- _What the task asks_:
Output the listing below as a JSON list of strings, with one string for each line and any blank lines left out.

- _Exercise material_:
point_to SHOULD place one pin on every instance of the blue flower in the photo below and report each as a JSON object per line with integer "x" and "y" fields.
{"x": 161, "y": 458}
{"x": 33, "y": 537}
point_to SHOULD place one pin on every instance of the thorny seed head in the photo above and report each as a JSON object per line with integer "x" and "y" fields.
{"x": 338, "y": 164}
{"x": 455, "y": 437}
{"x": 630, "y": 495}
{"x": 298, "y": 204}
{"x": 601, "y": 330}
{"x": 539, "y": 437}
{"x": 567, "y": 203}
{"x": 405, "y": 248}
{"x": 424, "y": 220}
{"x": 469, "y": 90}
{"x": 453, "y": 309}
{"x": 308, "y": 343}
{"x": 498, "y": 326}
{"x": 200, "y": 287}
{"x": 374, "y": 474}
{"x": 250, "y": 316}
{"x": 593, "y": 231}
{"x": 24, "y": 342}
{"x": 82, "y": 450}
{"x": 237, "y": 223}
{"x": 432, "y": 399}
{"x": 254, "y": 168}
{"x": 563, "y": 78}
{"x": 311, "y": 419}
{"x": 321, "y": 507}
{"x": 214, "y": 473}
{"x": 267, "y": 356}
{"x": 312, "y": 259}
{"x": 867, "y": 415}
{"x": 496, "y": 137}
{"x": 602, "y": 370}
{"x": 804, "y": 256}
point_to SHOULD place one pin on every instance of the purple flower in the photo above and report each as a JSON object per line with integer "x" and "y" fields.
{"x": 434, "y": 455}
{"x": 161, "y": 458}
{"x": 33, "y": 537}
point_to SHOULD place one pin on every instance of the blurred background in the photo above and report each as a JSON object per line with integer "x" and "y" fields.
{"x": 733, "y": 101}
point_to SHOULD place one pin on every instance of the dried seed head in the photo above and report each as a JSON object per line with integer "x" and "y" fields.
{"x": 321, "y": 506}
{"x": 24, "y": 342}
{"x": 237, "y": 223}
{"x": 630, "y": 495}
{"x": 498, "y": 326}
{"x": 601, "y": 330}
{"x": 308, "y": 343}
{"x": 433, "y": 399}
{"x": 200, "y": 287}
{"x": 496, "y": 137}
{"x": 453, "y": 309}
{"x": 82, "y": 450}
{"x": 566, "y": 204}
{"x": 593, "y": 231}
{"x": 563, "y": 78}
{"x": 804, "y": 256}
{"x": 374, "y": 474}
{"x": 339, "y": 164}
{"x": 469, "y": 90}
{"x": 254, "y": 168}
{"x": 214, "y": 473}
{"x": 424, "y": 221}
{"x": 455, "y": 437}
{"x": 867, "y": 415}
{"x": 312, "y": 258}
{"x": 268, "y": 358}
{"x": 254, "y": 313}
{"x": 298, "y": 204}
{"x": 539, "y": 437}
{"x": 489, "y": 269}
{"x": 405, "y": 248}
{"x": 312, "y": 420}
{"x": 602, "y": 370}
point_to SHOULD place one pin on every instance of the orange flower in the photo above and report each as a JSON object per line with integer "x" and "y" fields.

- _Solution to the problem_:
[
  "point_to SHOULD place one pin on every instance of the blue flower in the photo below and report each as a JSON object per line with integer \"x\" and \"y\" fields.",
  "{\"x\": 161, \"y\": 458}",
  "{\"x\": 33, \"y\": 537}",
  "point_to SHOULD place one pin on every instance of the thorny seed head in the photo above and report each as a JSON object per line with integer \"x\" and \"y\" fields.",
  "{\"x\": 338, \"y\": 164}",
  "{\"x\": 455, \"y\": 437}",
  "{\"x\": 630, \"y\": 495}",
  "{\"x\": 298, \"y\": 204}",
  "{\"x\": 601, \"y\": 330}",
  "{\"x\": 539, \"y\": 437}",
  "{\"x\": 567, \"y\": 203}",
  "{\"x\": 405, \"y\": 248}",
  "{\"x\": 424, \"y\": 220}",
  "{\"x\": 469, \"y\": 90}",
  "{\"x\": 453, \"y\": 309}",
  "{\"x\": 308, \"y\": 343}",
  "{\"x\": 498, \"y\": 326}",
  "{\"x\": 200, \"y\": 287}",
  "{\"x\": 374, \"y\": 474}",
  "{\"x\": 250, \"y\": 316}",
  "{\"x\": 593, \"y\": 231}",
  "{\"x\": 24, \"y\": 342}",
  "{\"x\": 82, \"y\": 450}",
  "{\"x\": 237, \"y\": 223}",
  "{\"x\": 432, \"y\": 399}",
  "{\"x\": 254, \"y\": 168}",
  "{\"x\": 563, \"y\": 78}",
  "{\"x\": 311, \"y\": 419}",
  "{\"x\": 321, \"y\": 507}",
  "{\"x\": 214, \"y\": 473}",
  "{\"x\": 267, \"y\": 356}",
  "{\"x\": 312, \"y\": 259}",
  "{\"x\": 867, \"y\": 415}",
  "{\"x\": 496, \"y\": 137}",
  "{\"x\": 602, \"y\": 370}",
  "{\"x\": 804, \"y\": 256}",
  "point_to SHOULD place one pin on every instance of the purple flower in the photo above and report each as a JSON object per line with integer \"x\" and \"y\" fields.",
  "{\"x\": 434, \"y\": 455}",
  "{\"x\": 161, \"y\": 458}",
  "{\"x\": 33, \"y\": 537}",
  "point_to SHOULD place one pin on every instance of the blurred background in the photo above and report each as a JSON object per line with integer \"x\" and \"y\" fields.",
  "{\"x\": 733, \"y\": 101}",
  "point_to SHOULD place one pin on every instance of the dried seed head in the photo above and report each as a JSON object per line with integer \"x\" and \"y\" fields.",
  "{\"x\": 321, \"y\": 506}",
  "{\"x\": 24, \"y\": 342}",
  "{\"x\": 237, \"y\": 223}",
  "{\"x\": 630, \"y\": 495}",
  "{\"x\": 498, \"y\": 326}",
  "{\"x\": 601, \"y\": 330}",
  "{\"x\": 308, \"y\": 343}",
  "{\"x\": 433, \"y\": 399}",
  "{\"x\": 200, \"y\": 287}",
  "{\"x\": 496, \"y\": 137}",
  "{\"x\": 453, \"y\": 309}",
  "{\"x\": 82, \"y\": 450}",
  "{\"x\": 566, \"y\": 204}",
  "{\"x\": 593, \"y\": 231}",
  "{\"x\": 563, \"y\": 78}",
  "{\"x\": 804, \"y\": 256}",
  "{\"x\": 374, \"y\": 474}",
  "{\"x\": 339, \"y\": 164}",
  "{\"x\": 469, \"y\": 90}",
  "{\"x\": 254, \"y\": 168}",
  "{\"x\": 214, \"y\": 473}",
  "{\"x\": 424, \"y\": 221}",
  "{\"x\": 455, \"y\": 437}",
  "{\"x\": 867, \"y\": 415}",
  "{\"x\": 312, \"y\": 258}",
  "{\"x\": 268, \"y\": 358}",
  "{\"x\": 254, \"y\": 313}",
  "{\"x\": 298, \"y\": 204}",
  "{\"x\": 539, \"y\": 437}",
  "{\"x\": 489, \"y\": 269}",
  "{\"x\": 405, \"y\": 248}",
  "{\"x\": 312, \"y\": 420}",
  "{\"x\": 602, \"y\": 370}",
  "point_to SHOULD place one pin on every instance of the orange flower in the photo above and report each as a JSON object per line with integer \"x\" and \"y\" fields."
]